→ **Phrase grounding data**
------
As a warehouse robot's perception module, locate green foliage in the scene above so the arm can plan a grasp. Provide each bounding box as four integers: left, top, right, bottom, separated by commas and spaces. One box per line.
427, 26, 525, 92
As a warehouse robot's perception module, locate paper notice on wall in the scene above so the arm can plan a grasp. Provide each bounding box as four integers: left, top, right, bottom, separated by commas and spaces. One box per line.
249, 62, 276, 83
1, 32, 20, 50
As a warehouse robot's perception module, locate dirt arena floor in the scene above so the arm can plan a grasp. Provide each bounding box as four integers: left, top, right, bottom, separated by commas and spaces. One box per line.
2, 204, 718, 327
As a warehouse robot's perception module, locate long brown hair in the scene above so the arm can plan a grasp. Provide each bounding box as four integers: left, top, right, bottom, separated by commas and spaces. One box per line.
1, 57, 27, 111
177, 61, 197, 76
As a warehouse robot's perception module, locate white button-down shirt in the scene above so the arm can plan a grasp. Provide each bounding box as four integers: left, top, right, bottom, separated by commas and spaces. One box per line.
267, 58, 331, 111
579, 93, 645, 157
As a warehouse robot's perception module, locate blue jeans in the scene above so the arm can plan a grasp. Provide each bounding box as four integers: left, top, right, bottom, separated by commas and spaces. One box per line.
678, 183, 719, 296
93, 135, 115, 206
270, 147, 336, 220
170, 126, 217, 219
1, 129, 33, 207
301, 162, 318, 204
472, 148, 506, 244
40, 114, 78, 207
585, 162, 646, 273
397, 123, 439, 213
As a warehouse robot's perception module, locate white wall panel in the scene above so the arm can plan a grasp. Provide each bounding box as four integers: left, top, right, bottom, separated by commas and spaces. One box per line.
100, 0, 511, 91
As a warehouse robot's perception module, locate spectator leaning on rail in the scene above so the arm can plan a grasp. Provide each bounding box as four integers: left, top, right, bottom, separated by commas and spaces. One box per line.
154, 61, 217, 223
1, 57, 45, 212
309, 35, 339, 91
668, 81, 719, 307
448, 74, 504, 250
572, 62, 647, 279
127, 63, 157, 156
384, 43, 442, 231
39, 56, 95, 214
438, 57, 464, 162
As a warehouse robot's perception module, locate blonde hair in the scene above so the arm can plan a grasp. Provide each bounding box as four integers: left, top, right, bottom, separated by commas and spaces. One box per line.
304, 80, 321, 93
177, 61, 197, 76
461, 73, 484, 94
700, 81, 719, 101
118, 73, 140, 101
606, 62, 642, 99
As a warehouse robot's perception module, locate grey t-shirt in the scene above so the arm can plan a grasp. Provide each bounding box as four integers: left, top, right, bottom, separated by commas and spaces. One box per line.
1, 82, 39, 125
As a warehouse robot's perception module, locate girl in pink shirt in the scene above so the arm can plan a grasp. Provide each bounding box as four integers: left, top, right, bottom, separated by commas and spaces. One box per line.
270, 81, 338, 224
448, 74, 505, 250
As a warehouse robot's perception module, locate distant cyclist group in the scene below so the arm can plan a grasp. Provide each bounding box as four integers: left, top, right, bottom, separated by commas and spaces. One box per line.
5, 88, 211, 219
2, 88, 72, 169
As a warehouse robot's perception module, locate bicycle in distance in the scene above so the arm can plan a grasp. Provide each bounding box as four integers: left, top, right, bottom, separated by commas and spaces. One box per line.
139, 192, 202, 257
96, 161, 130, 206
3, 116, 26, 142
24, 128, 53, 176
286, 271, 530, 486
------
Each line above is to be set down again verbatim.

As a warehouse robot's perception module, locate green foliage in the scene above so the arm can plan a grasp. Provide each bounding box as four integers: left, top, right, bottom, separated by commas and spaces. One box per line.
427, 26, 525, 92
As a warehouse robot's perception module, locate paper notice on wall in the scene above so the arm can plan a grasp. Provide each bounding box as four integers: left, top, right, bottom, separated by commas and spaces. One box per line.
249, 62, 276, 83
1, 32, 20, 50
As a warehouse robot's perception module, locate dirt arena floor in the scene above so the arm can plan a grasp. Provide each bounding box as four integers: left, top, right, bottom, separated by commas and spaces. One box per line.
2, 204, 718, 327
As a warehouse robot's perception module, locate long brown hair in the scene above so the arm can plan a grasp. Provide each bounding box as four integers: left, top, right, bottom, separated by commas and spaces. One box per line.
1, 57, 27, 111
177, 61, 197, 76
As a warehouse robot's perception module, locate white button-down shirt in the scene above so the arm can plan a grasp. Provide each bounding box as four integers: left, top, right, bottom, separated by commas and spaces. One box per line.
267, 58, 331, 111
579, 93, 645, 157
As a warehouse robot's perception module, locate blue jeans in the scene above so the arm can plan a grasp. Provide each bounding box as four integers: left, top, right, bottom, separated by commas and spaces. One box per line.
678, 183, 719, 296
93, 135, 115, 206
270, 147, 336, 220
170, 126, 217, 219
1, 129, 33, 207
301, 162, 318, 204
472, 148, 506, 244
40, 114, 78, 207
585, 162, 646, 273
397, 123, 439, 213
As a warehouse robot's perception module, locate white wall panel in the scene above so the arm can plan a grasp. Provide each bounding box as four integers: left, top, right, bottom, separated by commas and spaces. One box per line.
100, 0, 511, 91
As a warehouse robot's perception module, locate spectator leaning on rail in the scene above so the arm can plan a grasp. Provide each bounding box as four integers: left, top, right, bottom, separated by commas and spaces. One box per line.
154, 61, 217, 223
1, 57, 45, 212
309, 35, 339, 91
668, 81, 719, 307
448, 74, 504, 250
572, 62, 647, 279
127, 63, 157, 156
384, 43, 442, 231
39, 56, 95, 214
438, 57, 464, 162
As a warehouse robot's perception module, locate blonde hair in the scene above so the arm can plan a grasp. Provide each bounding box as four integers: left, top, right, bottom, separated by commas and spaces. One box per line.
304, 80, 321, 93
177, 61, 197, 76
461, 73, 484, 94
700, 81, 719, 101
118, 73, 140, 101
606, 62, 642, 99
As a warehouse robot's perception module, locate grey t-shirt in the scene above so the arm can plan a grasp. Provide each bounding box as four integers: left, top, right, bottom, separated by commas and spaces. One box per line.
1, 82, 39, 125
As a warehouse robot's perception module, locate girl in pink shirt in the scene above so the arm can plan a grasp. Provide each bounding box as four integers: left, top, right, bottom, separated by commas and spaces. One box per line.
270, 81, 338, 224
448, 74, 505, 250
As a warehouse robot's perception module, locate distant cyclist group in the scene below so the arm can plan a grasp. Provide each bounding box as four integers: left, top, right, bottom, separated by commas and spaces. One box per line.
5, 88, 211, 219
2, 88, 72, 169
As a warehouse robot's perception module, locate bicycle in distance in the scene above so the arm can plan a grasp. Provide each bounding box as four integers: left, top, right, bottom, separated by commas and spaces. One box per line.
139, 192, 202, 257
96, 161, 130, 206
3, 116, 26, 142
24, 128, 53, 176
286, 271, 530, 486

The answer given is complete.